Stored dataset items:
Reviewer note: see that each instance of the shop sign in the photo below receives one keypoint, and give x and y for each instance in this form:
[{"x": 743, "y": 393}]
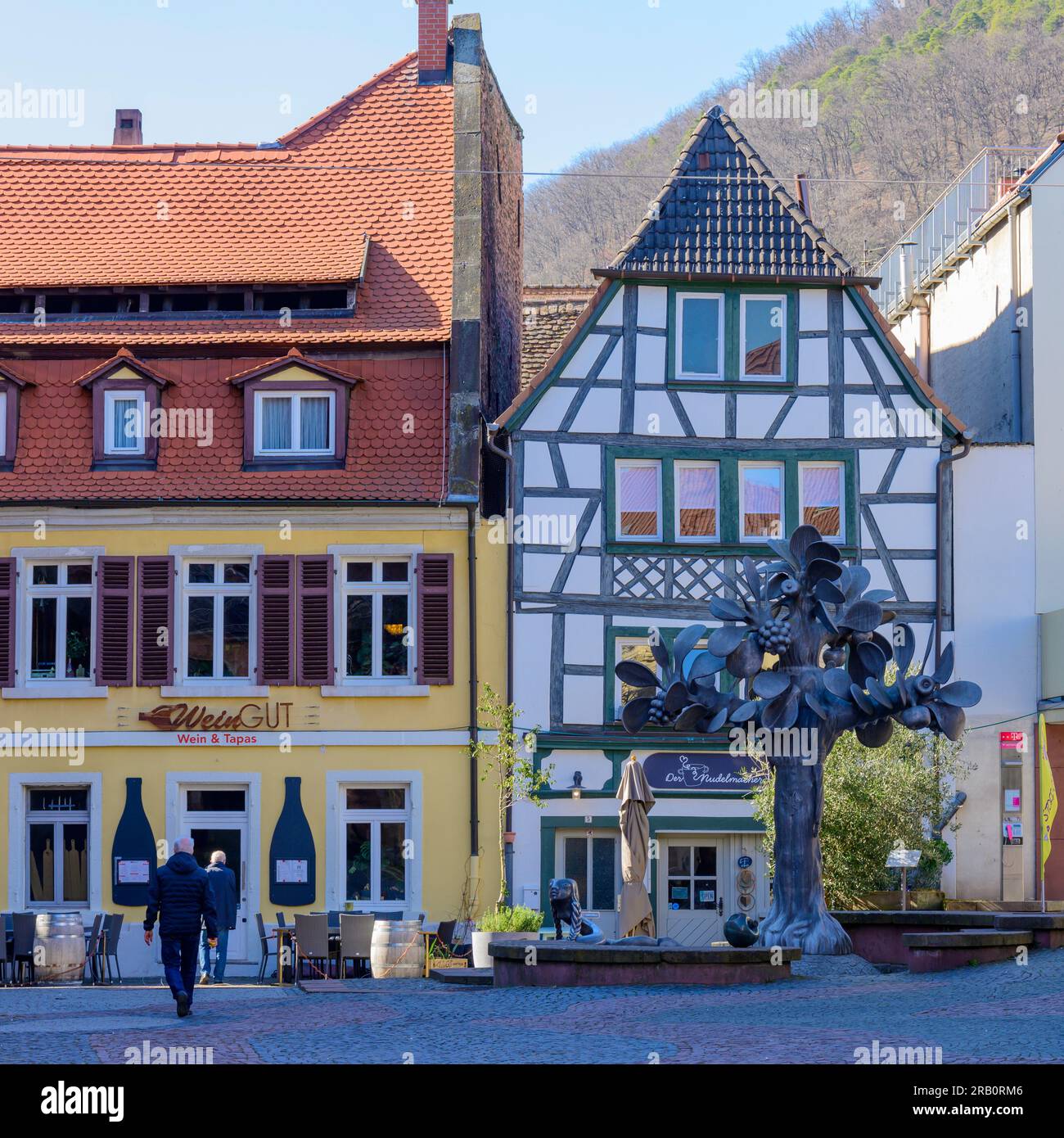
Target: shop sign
[
  {"x": 198, "y": 725},
  {"x": 677, "y": 770}
]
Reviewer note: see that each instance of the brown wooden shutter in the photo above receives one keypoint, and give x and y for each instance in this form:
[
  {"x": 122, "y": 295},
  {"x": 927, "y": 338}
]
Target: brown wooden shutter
[
  {"x": 7, "y": 621},
  {"x": 277, "y": 618},
  {"x": 114, "y": 621},
  {"x": 155, "y": 598},
  {"x": 435, "y": 630},
  {"x": 314, "y": 621}
]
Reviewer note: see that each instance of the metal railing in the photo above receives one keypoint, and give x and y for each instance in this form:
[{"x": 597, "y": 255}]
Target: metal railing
[{"x": 942, "y": 231}]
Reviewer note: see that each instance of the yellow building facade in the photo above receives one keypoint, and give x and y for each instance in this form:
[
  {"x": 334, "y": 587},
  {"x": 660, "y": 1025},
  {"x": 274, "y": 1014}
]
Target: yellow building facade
[{"x": 379, "y": 768}]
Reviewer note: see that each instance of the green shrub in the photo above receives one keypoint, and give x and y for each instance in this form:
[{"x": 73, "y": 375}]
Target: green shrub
[{"x": 521, "y": 919}]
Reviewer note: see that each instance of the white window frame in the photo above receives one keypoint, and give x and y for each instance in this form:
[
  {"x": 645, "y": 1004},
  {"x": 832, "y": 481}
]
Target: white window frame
[
  {"x": 618, "y": 466},
  {"x": 694, "y": 464},
  {"x": 142, "y": 400},
  {"x": 742, "y": 338},
  {"x": 18, "y": 872},
  {"x": 187, "y": 591},
  {"x": 63, "y": 591},
  {"x": 376, "y": 589},
  {"x": 810, "y": 463},
  {"x": 54, "y": 817},
  {"x": 375, "y": 819},
  {"x": 297, "y": 399},
  {"x": 760, "y": 540},
  {"x": 679, "y": 345}
]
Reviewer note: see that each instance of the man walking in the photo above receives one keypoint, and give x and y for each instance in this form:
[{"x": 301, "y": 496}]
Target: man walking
[
  {"x": 181, "y": 898},
  {"x": 223, "y": 886}
]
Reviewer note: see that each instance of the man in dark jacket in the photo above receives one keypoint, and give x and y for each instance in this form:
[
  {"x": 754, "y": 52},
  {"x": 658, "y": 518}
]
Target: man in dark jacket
[
  {"x": 223, "y": 887},
  {"x": 181, "y": 898}
]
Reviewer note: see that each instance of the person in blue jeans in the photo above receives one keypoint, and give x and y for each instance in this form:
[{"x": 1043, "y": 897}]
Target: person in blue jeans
[
  {"x": 183, "y": 901},
  {"x": 223, "y": 887}
]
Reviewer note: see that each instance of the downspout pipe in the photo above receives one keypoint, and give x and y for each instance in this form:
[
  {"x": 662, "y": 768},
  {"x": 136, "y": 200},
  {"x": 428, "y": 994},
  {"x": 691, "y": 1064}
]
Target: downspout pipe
[
  {"x": 1015, "y": 358},
  {"x": 947, "y": 458},
  {"x": 474, "y": 685},
  {"x": 493, "y": 431}
]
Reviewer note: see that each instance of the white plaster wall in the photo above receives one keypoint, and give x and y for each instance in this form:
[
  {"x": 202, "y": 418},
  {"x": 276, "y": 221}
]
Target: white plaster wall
[
  {"x": 1047, "y": 286},
  {"x": 996, "y": 644}
]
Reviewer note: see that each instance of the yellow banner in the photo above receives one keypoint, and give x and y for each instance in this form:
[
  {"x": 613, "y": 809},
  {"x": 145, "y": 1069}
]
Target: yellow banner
[{"x": 1048, "y": 805}]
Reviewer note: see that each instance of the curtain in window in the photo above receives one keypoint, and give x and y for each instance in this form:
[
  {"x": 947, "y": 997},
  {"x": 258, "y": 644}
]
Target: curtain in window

WHAT THE TASK ASKS:
Copy the listing in full and without alteration, omitting every picture.

TASK RESPONSE:
Reviewer note: see that each instance of the shop sign in the photo below receives one keypoint, and give x and y for each instance in this form:
[{"x": 743, "y": 393}]
Target: shop sign
[
  {"x": 198, "y": 725},
  {"x": 677, "y": 770}
]
Reviewer note: see that each instance of the brown wooden shutter in the photo above receives one keypoint, and give x and y for each instance in this form:
[
  {"x": 122, "y": 295},
  {"x": 927, "y": 338}
]
Target: brown wooden shutter
[
  {"x": 7, "y": 621},
  {"x": 277, "y": 618},
  {"x": 114, "y": 621},
  {"x": 155, "y": 598},
  {"x": 435, "y": 630},
  {"x": 314, "y": 621}
]
Reviewer note: see that each instance of the metal railing in the photo above receives one keypoint, and give x and y for each instance in this form:
[{"x": 597, "y": 255}]
Target: metal railing
[{"x": 942, "y": 231}]
Reviewer note: see that each instance of the yellow building facade in the photo above receives one keypoint, and give x and y for each instance in this form:
[
  {"x": 334, "y": 587},
  {"x": 660, "y": 1025},
  {"x": 274, "y": 1014}
]
Target: yellow building facade
[{"x": 379, "y": 768}]
Reviewer note: see that each instance of the green shrub in the photo above receives one keypoint, and give x and y for each instance in this form:
[{"x": 73, "y": 375}]
Target: green shrub
[{"x": 521, "y": 919}]
Reviewer note: see that each instance of the white window frame in the photo above receives one keypoint, and give x and y for each instance in this form:
[
  {"x": 645, "y": 1004},
  {"x": 832, "y": 481}
]
Target: white window frame
[
  {"x": 618, "y": 466},
  {"x": 694, "y": 464},
  {"x": 142, "y": 400},
  {"x": 742, "y": 338},
  {"x": 18, "y": 872},
  {"x": 187, "y": 591},
  {"x": 63, "y": 591},
  {"x": 376, "y": 589},
  {"x": 810, "y": 463},
  {"x": 54, "y": 817},
  {"x": 375, "y": 819},
  {"x": 297, "y": 399},
  {"x": 760, "y": 540},
  {"x": 679, "y": 345}
]
Reviewer note: see that each instance of the man walking in the photo above receives one keypoint, and give x and y for each instance in this form:
[{"x": 301, "y": 496}]
Target: man walking
[
  {"x": 181, "y": 898},
  {"x": 223, "y": 886}
]
Reviewer note: see that each instance of the man in dark jacket in the photo above receives one keypoint, and give x and y for each instance in this form:
[
  {"x": 754, "y": 52},
  {"x": 658, "y": 518}
]
Target: man in dark jacket
[
  {"x": 223, "y": 887},
  {"x": 181, "y": 898}
]
Reviewer note: see that each instance of the person in blue jeans in the photo above receives one keypoint, and give x and y for each instance in this form:
[{"x": 1043, "y": 897}]
Target: person in blue jeans
[
  {"x": 183, "y": 901},
  {"x": 223, "y": 887}
]
Reviewer note: see that each instance of the downspout pipe in the photo above receives one keypoint, and give x and y for each instance in this form:
[
  {"x": 662, "y": 768},
  {"x": 136, "y": 200},
  {"x": 428, "y": 994},
  {"x": 691, "y": 1064}
]
Target: downspout pipe
[
  {"x": 1015, "y": 358},
  {"x": 947, "y": 458},
  {"x": 474, "y": 685},
  {"x": 493, "y": 431}
]
Reviewer note: see that each instance of the white plaster wall in the photo above receives one keypoint, and give x and y for each instance in this form:
[
  {"x": 202, "y": 418},
  {"x": 276, "y": 221}
]
Target: white plaster wall
[
  {"x": 1047, "y": 286},
  {"x": 996, "y": 644}
]
Reviewer note: see that each instance of the yellow banner in the photo above receives one keypoint, and give x and y for each instance in this form:
[
  {"x": 613, "y": 809},
  {"x": 145, "y": 1069}
]
Target: yellow banner
[{"x": 1048, "y": 805}]
Reviewer note: see that each instance of the curtain in window in the photo above receives one keypoint, and give x and y for each instance in this form:
[
  {"x": 947, "y": 997},
  {"x": 258, "y": 644}
]
Target: curtain in window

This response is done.